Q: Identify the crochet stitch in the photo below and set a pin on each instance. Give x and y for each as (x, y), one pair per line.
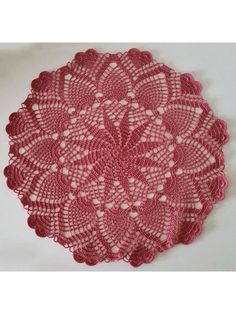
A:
(116, 156)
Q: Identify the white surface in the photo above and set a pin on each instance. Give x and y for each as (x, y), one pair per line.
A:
(214, 65)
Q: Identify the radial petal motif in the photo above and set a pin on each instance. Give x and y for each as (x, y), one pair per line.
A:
(116, 156)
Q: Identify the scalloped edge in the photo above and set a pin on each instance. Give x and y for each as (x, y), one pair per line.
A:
(156, 252)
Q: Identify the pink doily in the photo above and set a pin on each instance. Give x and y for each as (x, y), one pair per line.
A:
(116, 156)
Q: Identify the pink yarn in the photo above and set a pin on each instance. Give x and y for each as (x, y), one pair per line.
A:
(116, 156)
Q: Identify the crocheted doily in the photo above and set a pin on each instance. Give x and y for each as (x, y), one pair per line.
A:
(116, 156)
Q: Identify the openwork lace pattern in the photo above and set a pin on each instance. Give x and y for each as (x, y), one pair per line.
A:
(116, 156)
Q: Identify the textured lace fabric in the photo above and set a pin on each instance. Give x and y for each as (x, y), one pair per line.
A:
(116, 156)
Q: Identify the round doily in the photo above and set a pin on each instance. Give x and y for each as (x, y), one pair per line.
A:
(116, 156)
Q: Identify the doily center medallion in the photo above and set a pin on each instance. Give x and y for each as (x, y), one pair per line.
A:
(116, 156)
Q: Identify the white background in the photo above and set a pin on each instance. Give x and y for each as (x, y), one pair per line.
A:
(214, 65)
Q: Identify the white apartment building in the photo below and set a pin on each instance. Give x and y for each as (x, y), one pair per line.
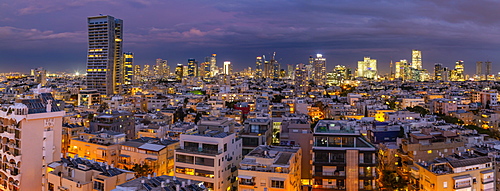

* * * * * * *

## Problem statement
Scan the data for lines containing "below" and copy all of them.

## Task answer
Q: Identify the crochet stitch in the photo below and set a pin on each instance. Give x and y for each as (x, y), one pair per line.
Q: Identify the white apartment building in the photo below and set a pin on each instance. Give x and y for each as (x, y), one pair per line.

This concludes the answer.